[Point annotation records]
━━━━━━━━

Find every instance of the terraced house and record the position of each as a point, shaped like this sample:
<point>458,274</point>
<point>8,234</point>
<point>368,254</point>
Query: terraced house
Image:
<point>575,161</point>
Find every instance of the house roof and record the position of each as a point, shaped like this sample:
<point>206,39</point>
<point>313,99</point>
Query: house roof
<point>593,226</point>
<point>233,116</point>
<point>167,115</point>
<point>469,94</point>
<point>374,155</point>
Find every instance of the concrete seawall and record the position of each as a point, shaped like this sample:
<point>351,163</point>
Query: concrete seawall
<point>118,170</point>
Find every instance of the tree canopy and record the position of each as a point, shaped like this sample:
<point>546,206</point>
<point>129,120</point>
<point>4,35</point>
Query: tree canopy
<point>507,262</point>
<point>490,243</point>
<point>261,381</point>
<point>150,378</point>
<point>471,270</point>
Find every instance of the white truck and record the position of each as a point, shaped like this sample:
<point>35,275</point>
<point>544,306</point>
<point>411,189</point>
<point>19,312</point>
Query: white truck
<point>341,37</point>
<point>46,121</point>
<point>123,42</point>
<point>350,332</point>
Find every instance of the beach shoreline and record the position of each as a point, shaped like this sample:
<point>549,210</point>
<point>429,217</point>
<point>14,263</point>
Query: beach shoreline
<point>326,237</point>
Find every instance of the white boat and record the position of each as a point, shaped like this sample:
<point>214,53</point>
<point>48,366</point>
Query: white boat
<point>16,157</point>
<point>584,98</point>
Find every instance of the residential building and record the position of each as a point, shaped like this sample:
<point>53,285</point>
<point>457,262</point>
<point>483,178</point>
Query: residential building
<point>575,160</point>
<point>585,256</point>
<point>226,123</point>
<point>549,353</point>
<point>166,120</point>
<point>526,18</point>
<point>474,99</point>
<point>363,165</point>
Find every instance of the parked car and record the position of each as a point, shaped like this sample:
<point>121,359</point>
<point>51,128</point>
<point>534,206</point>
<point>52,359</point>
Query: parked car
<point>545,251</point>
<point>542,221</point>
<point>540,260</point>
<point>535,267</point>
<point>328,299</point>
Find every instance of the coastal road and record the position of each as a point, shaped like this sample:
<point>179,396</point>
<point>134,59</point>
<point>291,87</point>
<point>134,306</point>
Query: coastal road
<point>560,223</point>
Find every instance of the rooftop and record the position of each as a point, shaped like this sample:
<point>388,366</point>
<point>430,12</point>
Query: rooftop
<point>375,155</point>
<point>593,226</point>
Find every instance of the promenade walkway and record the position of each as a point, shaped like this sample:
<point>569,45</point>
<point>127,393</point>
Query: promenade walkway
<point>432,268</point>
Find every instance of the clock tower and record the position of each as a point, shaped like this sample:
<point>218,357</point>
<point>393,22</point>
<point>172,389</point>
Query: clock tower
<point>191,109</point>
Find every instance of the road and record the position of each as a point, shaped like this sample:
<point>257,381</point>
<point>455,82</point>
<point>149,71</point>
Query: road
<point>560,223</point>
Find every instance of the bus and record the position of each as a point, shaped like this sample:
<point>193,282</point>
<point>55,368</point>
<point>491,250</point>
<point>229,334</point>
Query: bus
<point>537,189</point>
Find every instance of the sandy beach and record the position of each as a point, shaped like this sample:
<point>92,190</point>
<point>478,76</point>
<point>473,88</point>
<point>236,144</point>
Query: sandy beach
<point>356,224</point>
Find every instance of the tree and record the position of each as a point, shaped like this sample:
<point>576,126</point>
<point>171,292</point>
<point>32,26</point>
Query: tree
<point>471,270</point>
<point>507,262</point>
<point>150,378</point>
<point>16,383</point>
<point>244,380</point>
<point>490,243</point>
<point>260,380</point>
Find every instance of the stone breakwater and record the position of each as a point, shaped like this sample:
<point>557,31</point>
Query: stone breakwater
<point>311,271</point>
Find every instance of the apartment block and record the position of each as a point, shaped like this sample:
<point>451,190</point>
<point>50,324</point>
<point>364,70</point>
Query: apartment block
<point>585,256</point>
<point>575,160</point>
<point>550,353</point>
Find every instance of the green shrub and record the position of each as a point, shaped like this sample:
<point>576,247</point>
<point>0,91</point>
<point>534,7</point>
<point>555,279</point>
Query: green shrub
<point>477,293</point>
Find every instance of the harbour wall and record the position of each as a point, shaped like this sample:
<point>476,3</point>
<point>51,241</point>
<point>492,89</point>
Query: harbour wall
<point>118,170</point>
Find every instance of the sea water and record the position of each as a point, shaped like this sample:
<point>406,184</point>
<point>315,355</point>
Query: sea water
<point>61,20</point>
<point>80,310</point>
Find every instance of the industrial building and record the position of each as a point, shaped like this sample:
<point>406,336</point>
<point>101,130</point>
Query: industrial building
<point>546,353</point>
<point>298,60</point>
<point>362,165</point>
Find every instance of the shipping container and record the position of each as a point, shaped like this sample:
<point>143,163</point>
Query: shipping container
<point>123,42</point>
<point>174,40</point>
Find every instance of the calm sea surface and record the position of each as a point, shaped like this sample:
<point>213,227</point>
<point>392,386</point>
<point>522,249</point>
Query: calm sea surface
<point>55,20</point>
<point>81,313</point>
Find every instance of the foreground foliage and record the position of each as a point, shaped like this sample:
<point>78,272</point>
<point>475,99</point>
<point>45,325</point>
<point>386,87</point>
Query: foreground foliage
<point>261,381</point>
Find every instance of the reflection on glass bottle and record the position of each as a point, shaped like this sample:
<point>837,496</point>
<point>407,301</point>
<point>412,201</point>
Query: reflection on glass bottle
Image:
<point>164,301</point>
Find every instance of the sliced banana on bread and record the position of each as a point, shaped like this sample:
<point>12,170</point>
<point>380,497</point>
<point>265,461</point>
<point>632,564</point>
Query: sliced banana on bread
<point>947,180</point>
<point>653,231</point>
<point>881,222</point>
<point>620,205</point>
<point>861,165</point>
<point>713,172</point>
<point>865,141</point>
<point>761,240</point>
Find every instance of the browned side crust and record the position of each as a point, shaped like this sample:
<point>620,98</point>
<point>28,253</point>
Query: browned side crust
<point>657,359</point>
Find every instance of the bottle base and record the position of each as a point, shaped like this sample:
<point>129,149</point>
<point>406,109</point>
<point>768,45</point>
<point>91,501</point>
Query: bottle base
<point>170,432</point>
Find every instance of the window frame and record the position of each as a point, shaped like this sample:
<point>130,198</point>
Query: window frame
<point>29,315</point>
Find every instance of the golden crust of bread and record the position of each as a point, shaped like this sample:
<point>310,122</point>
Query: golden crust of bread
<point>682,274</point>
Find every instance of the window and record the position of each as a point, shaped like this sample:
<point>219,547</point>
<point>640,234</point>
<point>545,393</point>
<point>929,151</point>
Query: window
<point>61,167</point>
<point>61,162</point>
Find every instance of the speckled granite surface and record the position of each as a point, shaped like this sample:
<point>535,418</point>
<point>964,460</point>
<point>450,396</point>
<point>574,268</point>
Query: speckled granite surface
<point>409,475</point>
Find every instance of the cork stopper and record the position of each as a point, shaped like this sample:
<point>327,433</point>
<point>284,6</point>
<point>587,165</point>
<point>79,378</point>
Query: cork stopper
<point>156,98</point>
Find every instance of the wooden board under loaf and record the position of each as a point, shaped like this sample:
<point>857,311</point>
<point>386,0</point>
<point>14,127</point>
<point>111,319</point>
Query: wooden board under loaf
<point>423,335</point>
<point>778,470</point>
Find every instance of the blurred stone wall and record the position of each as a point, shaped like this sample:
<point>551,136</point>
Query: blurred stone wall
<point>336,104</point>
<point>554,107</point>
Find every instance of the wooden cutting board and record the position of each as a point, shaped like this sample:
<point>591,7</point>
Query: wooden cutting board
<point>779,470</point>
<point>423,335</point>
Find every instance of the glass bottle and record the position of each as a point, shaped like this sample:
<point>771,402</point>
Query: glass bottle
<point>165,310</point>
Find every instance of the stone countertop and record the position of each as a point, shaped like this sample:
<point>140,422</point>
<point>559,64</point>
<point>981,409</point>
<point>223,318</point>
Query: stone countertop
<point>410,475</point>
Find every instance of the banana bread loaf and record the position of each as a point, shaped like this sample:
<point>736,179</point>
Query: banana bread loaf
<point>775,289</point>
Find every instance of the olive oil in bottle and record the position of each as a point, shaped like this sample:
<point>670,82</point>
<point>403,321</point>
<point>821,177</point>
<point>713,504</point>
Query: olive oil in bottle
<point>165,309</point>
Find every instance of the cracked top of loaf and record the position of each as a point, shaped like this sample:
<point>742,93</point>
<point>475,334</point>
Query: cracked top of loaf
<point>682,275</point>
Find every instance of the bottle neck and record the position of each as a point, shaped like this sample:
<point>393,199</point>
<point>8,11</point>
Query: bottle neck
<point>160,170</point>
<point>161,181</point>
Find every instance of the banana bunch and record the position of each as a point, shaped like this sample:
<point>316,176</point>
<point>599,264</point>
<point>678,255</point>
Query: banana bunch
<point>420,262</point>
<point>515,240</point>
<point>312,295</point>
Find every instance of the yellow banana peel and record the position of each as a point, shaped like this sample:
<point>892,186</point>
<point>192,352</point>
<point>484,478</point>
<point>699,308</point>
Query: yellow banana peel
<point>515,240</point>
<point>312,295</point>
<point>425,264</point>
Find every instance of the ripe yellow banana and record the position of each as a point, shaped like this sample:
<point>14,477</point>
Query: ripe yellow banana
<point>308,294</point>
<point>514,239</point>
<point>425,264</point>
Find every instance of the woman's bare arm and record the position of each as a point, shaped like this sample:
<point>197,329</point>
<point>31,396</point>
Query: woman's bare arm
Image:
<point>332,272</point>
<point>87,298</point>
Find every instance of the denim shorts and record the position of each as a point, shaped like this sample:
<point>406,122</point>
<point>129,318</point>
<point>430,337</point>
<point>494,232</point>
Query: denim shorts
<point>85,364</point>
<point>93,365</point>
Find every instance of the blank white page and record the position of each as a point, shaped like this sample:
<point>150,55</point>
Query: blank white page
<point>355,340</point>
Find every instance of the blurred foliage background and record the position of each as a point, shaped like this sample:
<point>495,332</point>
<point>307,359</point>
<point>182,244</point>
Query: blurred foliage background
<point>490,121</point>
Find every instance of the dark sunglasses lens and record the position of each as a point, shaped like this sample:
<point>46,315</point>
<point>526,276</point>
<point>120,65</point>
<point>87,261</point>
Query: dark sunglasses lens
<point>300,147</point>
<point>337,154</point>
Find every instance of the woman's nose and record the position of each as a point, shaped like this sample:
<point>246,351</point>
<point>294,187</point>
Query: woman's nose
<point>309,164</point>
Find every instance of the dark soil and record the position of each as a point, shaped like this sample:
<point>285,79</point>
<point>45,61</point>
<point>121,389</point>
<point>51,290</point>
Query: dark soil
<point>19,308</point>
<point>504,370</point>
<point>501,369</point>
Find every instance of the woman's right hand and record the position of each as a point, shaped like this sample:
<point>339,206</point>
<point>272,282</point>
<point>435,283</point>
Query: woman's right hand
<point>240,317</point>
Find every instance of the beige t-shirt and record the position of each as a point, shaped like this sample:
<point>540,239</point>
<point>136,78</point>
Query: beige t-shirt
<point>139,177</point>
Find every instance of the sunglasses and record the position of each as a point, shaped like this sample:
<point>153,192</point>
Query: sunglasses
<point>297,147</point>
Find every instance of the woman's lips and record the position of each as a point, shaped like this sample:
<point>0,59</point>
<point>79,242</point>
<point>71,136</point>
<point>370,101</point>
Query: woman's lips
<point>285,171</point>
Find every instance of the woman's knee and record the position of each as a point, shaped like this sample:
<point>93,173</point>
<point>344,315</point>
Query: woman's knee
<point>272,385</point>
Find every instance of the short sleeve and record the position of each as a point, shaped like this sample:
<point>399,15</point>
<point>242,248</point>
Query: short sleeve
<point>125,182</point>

━━━━━━━━

Given problem = Give everything from the line containing "Find every instance of the sliced" down to the line containing "<point>761,240</point>" in the material above as a Markdown table with the columns Row and Line. Number each line in the Row column, and leave out blank lines.

Answer to the task =
| Row | Line |
|---|---|
| 1 | Find every instance of the sliced banana on bread and record the position of each as a point, shaped like this sample: |
| 2 | <point>12,170</point> |
| 3 | <point>380,497</point> |
| 4 | <point>265,461</point> |
| 5 | <point>632,564</point> |
| 6 | Query: sliced banana on bread |
| 7 | <point>947,180</point> |
| 8 | <point>653,231</point> |
| 9 | <point>881,222</point> |
| 10 | <point>620,205</point> |
| 11 | <point>861,165</point> |
| 12 | <point>713,172</point> |
| 13 | <point>865,141</point> |
| 14 | <point>761,240</point> |